*** Opening Provided passage ***

Nanochip Gas Sensors Promise Personal Air Quality Monitors in Our Pockets

Low-power, highly sensitive, chip-based gas sensor operates at room temperature

3 min read

In a proof-of concept experiment the researchers attached a CS-FET chip with H2 sensors to a drone, creating an aerial chemical sensing probe.
Images: Hossain Fahad/UC Berkeley

An international team of researchers has developed a low-power gas sensor chip that can operate at room temperature, making possible the development of personal air-quality monitoring devices that we could carry around with us.

In research described in the journal Science Advances, the team of researchers fabricated a chemical-sensitive field-effect transistor (CS-FET) platform based on 3.5-nanometer-thin silicon channel transistors. The platform, which is highly sensitive but consumes a small amount of power, can detect a wide range of different gases.

FET-based chip sensors are among a small group of low-power chip-scale gas sensors; the others include resistive ceramic, metallic, and nanoelectromechanical sensors. But the FET-based sensors have proven to be head and shoulders above the other approaches in terms of miniaturization, power consumption, and sensitivity.

In FET-based gas sensors, gas interacts with the amplifying region of the transistor, causing a modulation in the current of the transistor’s channel. 

“The CS-FET gas sensor utilizes nanoscale silicon on an insulator as the underlying transistor, just like the fully depleted silicon on insulator (FD-SOI) technology used for low power digital electronics,” explains Ali Javey, a co-author of the paper and a professor at the University of California Berkeley, in an e–mail interview with IEEE Spectrum.

In the video below, A CS-FET equipped micro-drone shows the response of the sensor to H2, a colorless, odorless, flammable gas that is a safety concern for oil and gas industries.

FD-SOI technology operates by wrapping a gate around three sides of a 3-D channel to better control the transistor. This is accomplished by fabricating the channel so it’s very thin. This allows the gate to "fully deplete" the channel, removing all the free charges and lowering how much current leaks through the device when it's supposed to be off.

This ultrathin element of a CS-FET sensor provides enhanced sensitivity when configured into a "junction-less" transistor technology, according to Javey, who is also a faculty scientist at the Lawrence Berkeley National Laboratory. The “chemical gate,” or sensing layer, is based on ultra-thin layers of noble metals. The thin layers provide enhanced response time and recovery. Importantly, Javey notes, silicon devices by themselves do not respond to gases. But by choosing the proper chemical gate, it’s possible to obtain high selectivity.

*** Closing Provided passage ***

• **Task list**
A. Repeat word for word the stretch of the gas sensor article from "In research described" through "of different gases.".
B. Pick up the gas sensor article after its last sentence and carry it on.
You won't need the rows that come next.

*** Opening Material supplied ***

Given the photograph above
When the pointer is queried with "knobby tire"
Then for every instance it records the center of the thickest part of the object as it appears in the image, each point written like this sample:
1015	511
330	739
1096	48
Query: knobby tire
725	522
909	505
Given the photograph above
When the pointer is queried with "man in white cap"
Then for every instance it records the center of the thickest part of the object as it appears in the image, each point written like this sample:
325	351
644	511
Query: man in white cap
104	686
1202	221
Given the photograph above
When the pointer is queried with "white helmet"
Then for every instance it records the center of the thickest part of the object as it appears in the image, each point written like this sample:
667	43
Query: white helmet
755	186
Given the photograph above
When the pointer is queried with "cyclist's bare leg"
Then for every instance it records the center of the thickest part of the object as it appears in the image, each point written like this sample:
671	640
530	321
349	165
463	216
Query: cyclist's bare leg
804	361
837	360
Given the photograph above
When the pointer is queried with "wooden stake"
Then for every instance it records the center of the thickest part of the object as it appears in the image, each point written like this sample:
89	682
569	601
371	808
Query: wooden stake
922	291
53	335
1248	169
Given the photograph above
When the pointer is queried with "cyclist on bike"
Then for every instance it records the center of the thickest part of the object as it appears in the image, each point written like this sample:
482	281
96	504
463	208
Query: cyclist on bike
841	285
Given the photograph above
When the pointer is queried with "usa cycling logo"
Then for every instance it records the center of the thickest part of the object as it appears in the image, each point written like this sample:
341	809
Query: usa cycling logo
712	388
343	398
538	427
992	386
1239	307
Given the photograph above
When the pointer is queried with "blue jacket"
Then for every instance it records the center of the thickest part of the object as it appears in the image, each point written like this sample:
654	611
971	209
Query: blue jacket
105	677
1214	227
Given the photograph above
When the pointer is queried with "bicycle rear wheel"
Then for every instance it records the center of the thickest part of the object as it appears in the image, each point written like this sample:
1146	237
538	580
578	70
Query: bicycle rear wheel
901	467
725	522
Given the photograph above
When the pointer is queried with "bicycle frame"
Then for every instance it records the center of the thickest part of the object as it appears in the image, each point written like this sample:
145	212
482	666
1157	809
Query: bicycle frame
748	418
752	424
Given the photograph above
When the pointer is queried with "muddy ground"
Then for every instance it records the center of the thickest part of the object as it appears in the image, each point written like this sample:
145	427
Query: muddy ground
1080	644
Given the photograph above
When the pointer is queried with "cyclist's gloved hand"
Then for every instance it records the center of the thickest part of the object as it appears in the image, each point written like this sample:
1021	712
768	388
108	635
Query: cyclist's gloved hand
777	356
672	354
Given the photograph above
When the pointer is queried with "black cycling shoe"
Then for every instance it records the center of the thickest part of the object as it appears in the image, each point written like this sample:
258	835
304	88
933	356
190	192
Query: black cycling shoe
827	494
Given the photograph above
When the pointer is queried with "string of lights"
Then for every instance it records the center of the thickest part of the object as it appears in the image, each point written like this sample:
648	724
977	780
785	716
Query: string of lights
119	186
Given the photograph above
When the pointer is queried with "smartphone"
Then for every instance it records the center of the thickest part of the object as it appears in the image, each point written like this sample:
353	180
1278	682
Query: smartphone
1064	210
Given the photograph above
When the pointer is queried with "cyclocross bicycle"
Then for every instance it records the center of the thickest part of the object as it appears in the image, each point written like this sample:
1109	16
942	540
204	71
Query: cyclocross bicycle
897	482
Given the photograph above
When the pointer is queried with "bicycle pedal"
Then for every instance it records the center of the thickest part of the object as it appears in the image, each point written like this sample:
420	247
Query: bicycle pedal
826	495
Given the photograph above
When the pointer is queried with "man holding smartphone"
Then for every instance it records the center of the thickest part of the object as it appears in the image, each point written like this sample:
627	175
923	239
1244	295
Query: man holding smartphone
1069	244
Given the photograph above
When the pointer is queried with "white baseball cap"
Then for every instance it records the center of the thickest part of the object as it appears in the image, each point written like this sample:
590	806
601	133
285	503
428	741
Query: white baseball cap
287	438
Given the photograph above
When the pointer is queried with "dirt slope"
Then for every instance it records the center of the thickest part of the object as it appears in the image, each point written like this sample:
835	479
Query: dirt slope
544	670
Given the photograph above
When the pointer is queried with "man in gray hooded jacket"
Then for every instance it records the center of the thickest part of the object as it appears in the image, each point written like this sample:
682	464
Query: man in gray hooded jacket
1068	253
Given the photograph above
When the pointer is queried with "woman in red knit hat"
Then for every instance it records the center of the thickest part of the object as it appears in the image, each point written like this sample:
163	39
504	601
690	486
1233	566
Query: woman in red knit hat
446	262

*** Closing Material supplied ***

• **Responses in order**
A.
In research described in the journal Science Advances, the team of researchers fabricated a chemical-sensitive field-effect transistor (CS-FET) platform based on 3.5-nanometer-thin silicon channel transistors. The platform, which is highly sensitive but consumes a small amount of power, can detect a wide range of different gases.

B.
In the CS-FET, gas interaction happens largely with the ultra-thin sensing layer (chemical gate), but “resistance” change happens in the silicon transistor underneath. This separation of the interaction and resistance changes the process and enables room temperature measurements of many reactive and toxic gases.

In traditional resistive ceramic gas sensors, the thick ceramic material can interact with a target gas by losing or gaining oxygen, leading to an increase or decrease in its resistance. This process can happen only at temperatures of 100 to 200° Celsius.

What’s more, says Javey, “This design provides highly sensitive and selective multi-gas sensing on a single chip and at low power, making it very easy to integrate in mobile consumer electronics.” That may be aided by its potential for easy manufacturability.

“This technology is based on traditional silicon and one of the biggest advantage of this is in mass production and much-needed broad area deployment of sensors,” says Javey. “Most of the techniques used in fabricating these sensors are very familiar to the silicon IC industry.”

But before these sensors get into our mobile phones to tell us if we’re in highly polluted air, some engineering still has to occur.

“Packaging design and long-term durability tests are the engineering issues that need to addressed [before the sensors are used] in personal air-quality monitoring,” says Javey. “We are currently working on long-term stability tests for the sensors in the current work, as well as expanding the scope of the CS-FET sensor platform to newer applications in personal consumer electronics as well as healthcare.”